→ **Source extract**
———

# Anything good for rubber care on coupe seals?



## _G_ (Apr 23, 2013)

I have a BMW Coupe (e92) and the suggested product for the window seals is Carboflo but my dealer does not stock this.

I tried Swiss Vax seal feed and that was more for luster than nourishing and protecting the seals.

Next up I tried Einszett Gummi Pflege Stift (rubber care stick) and this has been good but not as durable as Wurth (rubber care stick).

The Wurth seems to last longer but is not that resilient to frost. So on a cold morning I have to use de-icer around the window top (frameless windows) but there is sometimes a bit of frost on the seal itself that kind of sticks to the window if that makes sense.

Thanks


----------



## scratcher (Jul 20, 2010)

Auto Finesse Revive is good for this sort of thing. It helps to repel the water which helps to reduce frost G over.
I put it on all window and door seals to help keep them supple and it stops them freezing shut at this time of year.

Although, in your case, it may be freezing over at the lower seal too - preventing the window from dropping gas you open the door?


----------



## Blueberry (Aug 10, 2007)

I use Swissvax on my frameless window seals and not had any problems with windows frosting and sticking.


----------



## Rollini (Mar 23, 2012)

Blueberry said:


> I use Swissvax on my frameless window seals and not had any problems with windows frosting and sticking.


Want some of the swissvax but it's £42.


----------



## Blueberry (Aug 10, 2007)

It is expensive but you only use a tiny amount each time so the bottle will probably out last you


----------



## Brigham1806 (Apr 1, 2011)

Rollini said:


> Want some of the swissvax but it's £42.


It is worth it. Nothing on the market beats it! You could buy it and then flog it on eBay or here to get some cash back.


----------



## Lugy (Nov 4, 2009)

Do any of these products leave marks on the window where it touches the seal?


----------



## _G_ (Apr 23, 2013)

Wurth does leave marks but if you let it dry for 15 minutes or so then the marking is hardly noticeable.

Swissvax is good too but if you use too much then it leaves an oily film on the window when it makes contact.

I figured something out... the angle of the glass can actually be adjusted on my windows. The seals are fine but I tweaked the window and the contact appears to be good. Let's see how it goes when the next frosting comes... the window appears to be pressing firmer on to the seal.


----------



## Summit Detailing (Oct 9, 2006)

vaseline:thumb:


----------



## MickHen (Dec 14, 2013)

I'm using Sonax GummiPfleger (CYC stocks it). 
It does look very similar to the Einszett stick but I only apply it twice a year and never had any issues. 
The seals look like new and in this weather don't freeze shut. 
Although it's a tiny bottle for 7 quid you could always try it out.


----------



## Hazza197 (Dec 14, 2013)

Another vote for Revive, I used to use Gummy Pfledge Stift but found AF more durable.


----------



## Rollini (Mar 23, 2012)

Brigham1806 said:


> It is worth it. Nothing on the market beats it! You could buy it and then flog it on eBay or here to get some cash back.


Going to get some when I'm paid after Christmas day then got a mate to go halves with me as he wants to use it too. So isn't too bad :lol:


----------



## 4d_dc2 (Mar 28, 2008)

———

→ **Labeled-object pointing entries**
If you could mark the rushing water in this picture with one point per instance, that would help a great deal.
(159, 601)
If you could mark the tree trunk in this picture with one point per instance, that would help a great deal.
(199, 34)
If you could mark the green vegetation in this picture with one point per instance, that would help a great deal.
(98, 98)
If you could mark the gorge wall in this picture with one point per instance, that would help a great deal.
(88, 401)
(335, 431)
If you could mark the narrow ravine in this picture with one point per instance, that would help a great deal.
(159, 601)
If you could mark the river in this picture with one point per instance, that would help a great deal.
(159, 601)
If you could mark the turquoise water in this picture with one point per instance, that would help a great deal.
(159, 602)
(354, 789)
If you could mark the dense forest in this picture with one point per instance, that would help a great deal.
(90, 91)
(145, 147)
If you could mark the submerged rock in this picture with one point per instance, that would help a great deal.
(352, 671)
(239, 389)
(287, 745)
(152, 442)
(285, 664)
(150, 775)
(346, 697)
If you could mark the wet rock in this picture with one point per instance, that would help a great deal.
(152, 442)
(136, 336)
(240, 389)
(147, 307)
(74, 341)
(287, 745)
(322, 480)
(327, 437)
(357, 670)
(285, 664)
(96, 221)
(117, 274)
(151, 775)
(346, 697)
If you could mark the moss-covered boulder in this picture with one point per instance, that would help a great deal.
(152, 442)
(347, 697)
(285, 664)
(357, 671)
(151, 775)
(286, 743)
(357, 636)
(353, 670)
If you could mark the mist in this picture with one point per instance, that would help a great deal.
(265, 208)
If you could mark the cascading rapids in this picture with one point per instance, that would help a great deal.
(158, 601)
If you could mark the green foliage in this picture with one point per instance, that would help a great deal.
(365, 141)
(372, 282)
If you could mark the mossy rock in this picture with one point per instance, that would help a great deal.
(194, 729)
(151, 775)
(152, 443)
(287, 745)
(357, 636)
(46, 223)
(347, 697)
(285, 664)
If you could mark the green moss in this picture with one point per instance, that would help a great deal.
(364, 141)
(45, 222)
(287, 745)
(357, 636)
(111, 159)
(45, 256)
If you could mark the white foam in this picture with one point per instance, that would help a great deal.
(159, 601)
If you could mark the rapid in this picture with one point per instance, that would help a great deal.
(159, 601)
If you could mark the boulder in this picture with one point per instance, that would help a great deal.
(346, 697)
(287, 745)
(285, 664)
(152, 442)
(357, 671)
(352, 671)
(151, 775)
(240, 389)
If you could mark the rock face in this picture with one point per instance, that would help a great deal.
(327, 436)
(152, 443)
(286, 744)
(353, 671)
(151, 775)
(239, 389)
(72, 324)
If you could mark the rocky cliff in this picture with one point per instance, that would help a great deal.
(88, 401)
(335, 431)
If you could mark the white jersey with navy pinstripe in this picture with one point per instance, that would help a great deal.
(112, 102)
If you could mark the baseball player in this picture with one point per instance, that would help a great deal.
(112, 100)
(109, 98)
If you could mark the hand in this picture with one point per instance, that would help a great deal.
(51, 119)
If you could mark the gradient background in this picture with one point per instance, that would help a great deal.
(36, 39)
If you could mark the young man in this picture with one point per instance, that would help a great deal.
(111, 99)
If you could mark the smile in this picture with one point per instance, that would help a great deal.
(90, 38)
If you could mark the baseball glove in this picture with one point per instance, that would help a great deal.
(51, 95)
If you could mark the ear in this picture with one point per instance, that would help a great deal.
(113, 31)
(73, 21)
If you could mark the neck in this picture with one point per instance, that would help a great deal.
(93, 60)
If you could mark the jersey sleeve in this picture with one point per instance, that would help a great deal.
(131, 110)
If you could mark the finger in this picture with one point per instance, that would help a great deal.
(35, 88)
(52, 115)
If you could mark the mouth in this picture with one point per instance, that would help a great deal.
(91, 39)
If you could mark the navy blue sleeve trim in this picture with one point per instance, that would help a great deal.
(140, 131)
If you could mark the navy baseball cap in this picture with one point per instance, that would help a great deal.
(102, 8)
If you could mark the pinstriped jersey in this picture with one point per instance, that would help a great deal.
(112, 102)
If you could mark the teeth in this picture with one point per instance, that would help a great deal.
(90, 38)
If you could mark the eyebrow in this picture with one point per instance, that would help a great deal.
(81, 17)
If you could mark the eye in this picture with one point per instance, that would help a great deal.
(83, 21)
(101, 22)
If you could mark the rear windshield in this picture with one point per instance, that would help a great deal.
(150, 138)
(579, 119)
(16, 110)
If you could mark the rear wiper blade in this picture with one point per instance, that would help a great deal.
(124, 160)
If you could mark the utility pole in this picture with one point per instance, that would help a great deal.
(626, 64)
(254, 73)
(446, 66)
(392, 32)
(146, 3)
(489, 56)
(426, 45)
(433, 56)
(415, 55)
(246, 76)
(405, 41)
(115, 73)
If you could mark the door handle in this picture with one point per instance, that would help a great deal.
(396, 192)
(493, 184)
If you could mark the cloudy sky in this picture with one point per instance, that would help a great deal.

———

→ **Do this**
Translate this sentence from the forum thread on rubber care for coupe seals into Spanish: "The seals look like new and in this weather don't freeze shut."

→ **Answer for the task**
Las juntas parecen nuevas y, con este tiempo, no se congelan ni se quedan pegadas.